Find each line in the listing below that contains the string "tree", and copy those lines out.

++++ Data shown ++++

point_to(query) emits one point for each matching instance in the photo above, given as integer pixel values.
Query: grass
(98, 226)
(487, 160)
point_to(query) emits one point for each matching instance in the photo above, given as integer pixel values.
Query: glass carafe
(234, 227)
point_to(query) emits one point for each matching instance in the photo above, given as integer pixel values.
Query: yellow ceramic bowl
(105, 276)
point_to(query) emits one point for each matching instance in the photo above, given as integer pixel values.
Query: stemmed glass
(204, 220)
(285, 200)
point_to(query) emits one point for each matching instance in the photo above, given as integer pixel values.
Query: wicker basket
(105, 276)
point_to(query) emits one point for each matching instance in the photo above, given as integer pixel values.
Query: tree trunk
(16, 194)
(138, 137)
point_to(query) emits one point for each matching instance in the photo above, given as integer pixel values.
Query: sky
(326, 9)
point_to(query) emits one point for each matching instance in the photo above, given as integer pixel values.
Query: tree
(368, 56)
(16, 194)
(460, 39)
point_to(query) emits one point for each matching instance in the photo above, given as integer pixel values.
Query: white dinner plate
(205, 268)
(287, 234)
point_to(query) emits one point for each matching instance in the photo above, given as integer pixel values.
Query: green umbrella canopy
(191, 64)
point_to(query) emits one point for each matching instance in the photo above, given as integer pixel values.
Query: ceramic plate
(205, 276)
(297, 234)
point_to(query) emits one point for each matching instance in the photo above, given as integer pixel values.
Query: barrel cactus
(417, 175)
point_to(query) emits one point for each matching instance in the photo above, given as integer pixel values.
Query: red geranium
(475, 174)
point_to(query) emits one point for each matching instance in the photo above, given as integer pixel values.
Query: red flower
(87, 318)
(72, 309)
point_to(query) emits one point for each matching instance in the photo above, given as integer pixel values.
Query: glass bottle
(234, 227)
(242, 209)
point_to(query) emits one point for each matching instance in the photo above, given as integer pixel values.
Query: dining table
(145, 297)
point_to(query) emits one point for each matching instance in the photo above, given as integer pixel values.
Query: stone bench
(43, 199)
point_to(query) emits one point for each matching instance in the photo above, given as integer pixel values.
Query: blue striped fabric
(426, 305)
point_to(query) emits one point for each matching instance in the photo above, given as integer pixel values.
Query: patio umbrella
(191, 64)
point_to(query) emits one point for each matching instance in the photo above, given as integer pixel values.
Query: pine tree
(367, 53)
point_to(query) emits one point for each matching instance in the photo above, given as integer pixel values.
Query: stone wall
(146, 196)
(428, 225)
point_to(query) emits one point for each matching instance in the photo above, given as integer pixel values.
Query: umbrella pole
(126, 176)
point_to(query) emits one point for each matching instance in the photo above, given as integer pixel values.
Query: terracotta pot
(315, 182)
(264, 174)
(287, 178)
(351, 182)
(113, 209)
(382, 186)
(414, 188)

++++

Exercise output:
Query: tree trunk
Query: tree
Query: pine tree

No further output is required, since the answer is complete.